## Task requirements
Write the line that includes "the lake in" and all subsequent lines, exactly as written, and nothing more.

[Stored entries]
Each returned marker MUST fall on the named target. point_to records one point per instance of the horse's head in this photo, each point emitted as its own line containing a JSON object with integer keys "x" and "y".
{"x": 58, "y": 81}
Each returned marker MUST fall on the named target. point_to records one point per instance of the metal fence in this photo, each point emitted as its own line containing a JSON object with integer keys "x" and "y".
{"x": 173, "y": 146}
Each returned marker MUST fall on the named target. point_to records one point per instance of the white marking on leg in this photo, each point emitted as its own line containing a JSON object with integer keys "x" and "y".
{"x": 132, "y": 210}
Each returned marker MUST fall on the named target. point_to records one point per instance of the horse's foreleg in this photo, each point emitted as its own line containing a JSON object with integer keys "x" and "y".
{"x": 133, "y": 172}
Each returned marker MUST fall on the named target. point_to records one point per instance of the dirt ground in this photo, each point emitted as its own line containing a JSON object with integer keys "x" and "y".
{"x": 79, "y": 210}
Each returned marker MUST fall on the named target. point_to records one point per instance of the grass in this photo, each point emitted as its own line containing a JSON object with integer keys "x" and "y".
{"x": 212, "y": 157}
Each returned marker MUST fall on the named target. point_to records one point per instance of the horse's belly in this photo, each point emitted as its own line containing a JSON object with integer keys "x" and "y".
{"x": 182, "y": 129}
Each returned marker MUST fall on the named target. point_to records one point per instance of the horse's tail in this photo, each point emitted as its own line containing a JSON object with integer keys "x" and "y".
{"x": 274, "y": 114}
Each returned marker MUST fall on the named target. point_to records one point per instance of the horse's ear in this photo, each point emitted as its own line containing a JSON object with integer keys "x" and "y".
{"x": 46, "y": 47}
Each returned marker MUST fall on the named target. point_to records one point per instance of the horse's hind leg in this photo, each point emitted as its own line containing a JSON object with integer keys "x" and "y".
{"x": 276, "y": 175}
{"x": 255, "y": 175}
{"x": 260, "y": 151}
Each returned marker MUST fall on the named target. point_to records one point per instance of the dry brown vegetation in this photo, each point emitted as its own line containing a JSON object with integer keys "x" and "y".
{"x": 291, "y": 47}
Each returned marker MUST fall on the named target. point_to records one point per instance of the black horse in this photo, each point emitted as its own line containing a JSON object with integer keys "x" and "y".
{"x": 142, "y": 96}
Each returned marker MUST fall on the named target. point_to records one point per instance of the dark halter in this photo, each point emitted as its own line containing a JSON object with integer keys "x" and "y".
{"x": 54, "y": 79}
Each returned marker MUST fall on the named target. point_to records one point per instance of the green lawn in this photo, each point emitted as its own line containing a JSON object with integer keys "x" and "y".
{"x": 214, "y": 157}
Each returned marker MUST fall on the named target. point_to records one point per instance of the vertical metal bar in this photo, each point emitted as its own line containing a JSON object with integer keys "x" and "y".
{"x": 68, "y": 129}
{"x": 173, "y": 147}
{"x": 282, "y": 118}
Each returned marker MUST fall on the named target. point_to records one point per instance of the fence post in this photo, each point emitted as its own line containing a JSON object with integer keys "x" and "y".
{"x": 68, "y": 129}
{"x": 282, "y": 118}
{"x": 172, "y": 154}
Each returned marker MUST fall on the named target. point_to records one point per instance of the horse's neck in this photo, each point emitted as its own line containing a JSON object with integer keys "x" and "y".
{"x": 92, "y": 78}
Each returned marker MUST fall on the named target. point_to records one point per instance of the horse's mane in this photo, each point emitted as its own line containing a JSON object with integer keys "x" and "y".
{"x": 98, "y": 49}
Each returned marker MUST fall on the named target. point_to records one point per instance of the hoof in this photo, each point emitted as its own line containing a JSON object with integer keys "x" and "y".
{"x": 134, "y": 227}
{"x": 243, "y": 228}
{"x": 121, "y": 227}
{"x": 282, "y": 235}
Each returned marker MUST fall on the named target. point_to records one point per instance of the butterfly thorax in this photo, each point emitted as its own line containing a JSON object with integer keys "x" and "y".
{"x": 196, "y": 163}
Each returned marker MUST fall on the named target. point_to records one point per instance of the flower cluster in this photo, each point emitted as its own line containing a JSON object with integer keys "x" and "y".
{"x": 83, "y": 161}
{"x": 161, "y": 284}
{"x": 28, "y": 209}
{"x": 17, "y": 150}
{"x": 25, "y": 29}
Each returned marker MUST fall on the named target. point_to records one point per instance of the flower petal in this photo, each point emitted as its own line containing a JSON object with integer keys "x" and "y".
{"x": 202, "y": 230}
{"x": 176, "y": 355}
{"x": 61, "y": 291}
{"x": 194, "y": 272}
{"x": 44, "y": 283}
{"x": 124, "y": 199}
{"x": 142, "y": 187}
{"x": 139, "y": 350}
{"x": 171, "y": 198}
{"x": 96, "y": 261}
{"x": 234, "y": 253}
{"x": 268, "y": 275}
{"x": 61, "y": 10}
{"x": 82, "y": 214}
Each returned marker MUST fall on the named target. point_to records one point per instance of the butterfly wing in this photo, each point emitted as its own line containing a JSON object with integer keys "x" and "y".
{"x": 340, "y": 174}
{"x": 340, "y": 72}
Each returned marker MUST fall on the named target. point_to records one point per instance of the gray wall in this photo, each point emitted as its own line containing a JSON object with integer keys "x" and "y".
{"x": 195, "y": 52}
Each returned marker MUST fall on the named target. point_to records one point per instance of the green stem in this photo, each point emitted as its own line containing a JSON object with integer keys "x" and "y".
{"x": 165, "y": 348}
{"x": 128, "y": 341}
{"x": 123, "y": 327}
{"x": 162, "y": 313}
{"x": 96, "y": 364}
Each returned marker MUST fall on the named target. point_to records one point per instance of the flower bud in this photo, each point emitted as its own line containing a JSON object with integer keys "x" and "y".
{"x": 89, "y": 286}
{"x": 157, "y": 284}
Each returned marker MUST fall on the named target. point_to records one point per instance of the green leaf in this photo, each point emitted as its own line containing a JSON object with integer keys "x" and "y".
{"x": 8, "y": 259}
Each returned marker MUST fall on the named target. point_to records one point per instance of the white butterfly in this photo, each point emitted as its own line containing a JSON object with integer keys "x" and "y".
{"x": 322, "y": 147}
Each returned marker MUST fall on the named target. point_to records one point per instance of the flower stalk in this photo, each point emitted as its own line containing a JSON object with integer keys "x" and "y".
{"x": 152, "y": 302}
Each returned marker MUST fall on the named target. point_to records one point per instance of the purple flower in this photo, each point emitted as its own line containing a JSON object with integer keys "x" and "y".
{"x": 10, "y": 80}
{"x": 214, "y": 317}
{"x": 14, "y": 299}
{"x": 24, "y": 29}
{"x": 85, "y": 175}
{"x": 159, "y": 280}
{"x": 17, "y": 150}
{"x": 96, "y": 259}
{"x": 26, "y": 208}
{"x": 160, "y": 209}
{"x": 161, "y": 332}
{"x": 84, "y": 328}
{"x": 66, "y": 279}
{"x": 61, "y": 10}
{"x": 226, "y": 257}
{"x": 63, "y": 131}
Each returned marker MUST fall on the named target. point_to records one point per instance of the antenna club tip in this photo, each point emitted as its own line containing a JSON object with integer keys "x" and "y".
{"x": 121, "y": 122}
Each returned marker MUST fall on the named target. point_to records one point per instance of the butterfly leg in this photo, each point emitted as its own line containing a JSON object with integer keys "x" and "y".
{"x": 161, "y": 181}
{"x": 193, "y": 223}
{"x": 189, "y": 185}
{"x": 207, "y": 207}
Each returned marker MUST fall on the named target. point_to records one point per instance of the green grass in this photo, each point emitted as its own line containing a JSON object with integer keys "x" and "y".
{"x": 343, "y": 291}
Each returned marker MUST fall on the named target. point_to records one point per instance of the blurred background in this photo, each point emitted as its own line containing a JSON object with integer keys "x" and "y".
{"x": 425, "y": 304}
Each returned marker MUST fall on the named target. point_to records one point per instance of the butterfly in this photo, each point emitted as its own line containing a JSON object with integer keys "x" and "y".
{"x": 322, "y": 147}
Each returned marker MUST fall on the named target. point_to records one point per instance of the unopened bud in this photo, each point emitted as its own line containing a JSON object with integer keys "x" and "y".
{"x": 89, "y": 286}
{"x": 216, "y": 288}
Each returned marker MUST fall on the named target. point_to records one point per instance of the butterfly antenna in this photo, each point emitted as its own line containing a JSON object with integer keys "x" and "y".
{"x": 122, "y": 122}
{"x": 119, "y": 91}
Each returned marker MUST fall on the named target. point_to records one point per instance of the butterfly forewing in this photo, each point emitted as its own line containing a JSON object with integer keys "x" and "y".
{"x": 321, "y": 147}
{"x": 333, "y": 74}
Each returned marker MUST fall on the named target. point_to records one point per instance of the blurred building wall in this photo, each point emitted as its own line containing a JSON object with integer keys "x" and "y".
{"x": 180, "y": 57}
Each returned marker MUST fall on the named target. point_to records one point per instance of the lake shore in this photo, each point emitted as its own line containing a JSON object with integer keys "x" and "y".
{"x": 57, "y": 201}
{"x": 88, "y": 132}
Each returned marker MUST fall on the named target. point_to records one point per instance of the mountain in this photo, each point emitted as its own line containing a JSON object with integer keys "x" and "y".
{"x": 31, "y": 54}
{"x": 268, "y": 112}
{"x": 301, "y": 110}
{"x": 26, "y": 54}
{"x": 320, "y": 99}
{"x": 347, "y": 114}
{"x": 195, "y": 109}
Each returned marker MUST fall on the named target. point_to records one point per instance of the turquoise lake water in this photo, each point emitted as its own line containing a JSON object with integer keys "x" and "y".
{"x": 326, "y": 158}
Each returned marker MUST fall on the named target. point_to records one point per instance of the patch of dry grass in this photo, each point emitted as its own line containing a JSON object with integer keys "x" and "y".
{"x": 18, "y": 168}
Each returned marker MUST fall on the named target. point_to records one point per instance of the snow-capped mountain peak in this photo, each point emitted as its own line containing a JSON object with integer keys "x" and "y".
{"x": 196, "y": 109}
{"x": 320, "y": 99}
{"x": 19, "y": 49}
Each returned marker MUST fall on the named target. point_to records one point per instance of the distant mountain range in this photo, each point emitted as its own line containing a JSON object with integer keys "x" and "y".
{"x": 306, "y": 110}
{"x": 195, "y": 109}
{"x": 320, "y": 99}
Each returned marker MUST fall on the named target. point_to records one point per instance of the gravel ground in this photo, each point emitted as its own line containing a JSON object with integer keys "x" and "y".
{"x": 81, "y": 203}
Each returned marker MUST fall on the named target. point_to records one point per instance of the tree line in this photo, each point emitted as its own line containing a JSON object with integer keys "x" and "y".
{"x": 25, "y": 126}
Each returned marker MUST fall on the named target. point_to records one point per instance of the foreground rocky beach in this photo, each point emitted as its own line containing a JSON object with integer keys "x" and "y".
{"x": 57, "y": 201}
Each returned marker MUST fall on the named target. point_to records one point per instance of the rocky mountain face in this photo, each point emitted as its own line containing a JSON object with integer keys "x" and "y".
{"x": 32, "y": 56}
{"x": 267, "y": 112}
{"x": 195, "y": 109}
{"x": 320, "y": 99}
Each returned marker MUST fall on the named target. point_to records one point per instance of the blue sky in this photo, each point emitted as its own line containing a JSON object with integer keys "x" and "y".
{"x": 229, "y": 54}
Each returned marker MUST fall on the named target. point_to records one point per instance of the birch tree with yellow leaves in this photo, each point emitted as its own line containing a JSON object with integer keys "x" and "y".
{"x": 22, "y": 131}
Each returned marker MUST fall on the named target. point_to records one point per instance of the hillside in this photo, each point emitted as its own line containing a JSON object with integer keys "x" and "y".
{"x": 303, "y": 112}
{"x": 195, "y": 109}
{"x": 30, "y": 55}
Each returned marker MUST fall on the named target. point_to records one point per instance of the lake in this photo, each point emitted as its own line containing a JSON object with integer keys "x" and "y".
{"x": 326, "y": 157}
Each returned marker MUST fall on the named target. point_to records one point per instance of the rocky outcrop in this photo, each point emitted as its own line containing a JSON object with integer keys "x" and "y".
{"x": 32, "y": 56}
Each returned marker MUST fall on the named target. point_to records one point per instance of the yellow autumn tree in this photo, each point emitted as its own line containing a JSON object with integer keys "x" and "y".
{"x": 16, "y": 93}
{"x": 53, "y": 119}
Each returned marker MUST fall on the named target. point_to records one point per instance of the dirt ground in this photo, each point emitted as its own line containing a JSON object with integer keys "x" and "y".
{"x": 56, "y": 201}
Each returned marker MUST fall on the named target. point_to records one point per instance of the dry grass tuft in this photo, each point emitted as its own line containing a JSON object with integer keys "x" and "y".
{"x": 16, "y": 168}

## Finished task
Each returned marker MUST fall on the named target. point_to records one point per instance of the lake in this photo, each point emitted as its own line containing a JSON object with integer keys "x" and "y".
{"x": 326, "y": 157}
Each returned marker MUST fall on the named target. point_to records one point per instance of the rocky outcrop in this photo, each point emitted as its own line containing a JSON object with integer keys "x" and "y".
{"x": 32, "y": 56}
Each returned marker MUST fall on the named target. point_to records one point per instance of the yellow autumn tree in this photo, each point emitted as its own line containing a JSON object with integer keys "x" and "y".
{"x": 16, "y": 93}
{"x": 53, "y": 119}
Each returned marker MUST fall on the named target. point_to records one point per instance of the dirt ground in this photo, each point emitted as its own line containing a JSON object with integer keys "x" and "y".
{"x": 56, "y": 201}
Each returned marker MUST fall on the named target. point_to records one point per instance of the dry grass tuft in this photo, each point emitted as its own line containing a JSON object with integer keys "x" and "y".
{"x": 16, "y": 168}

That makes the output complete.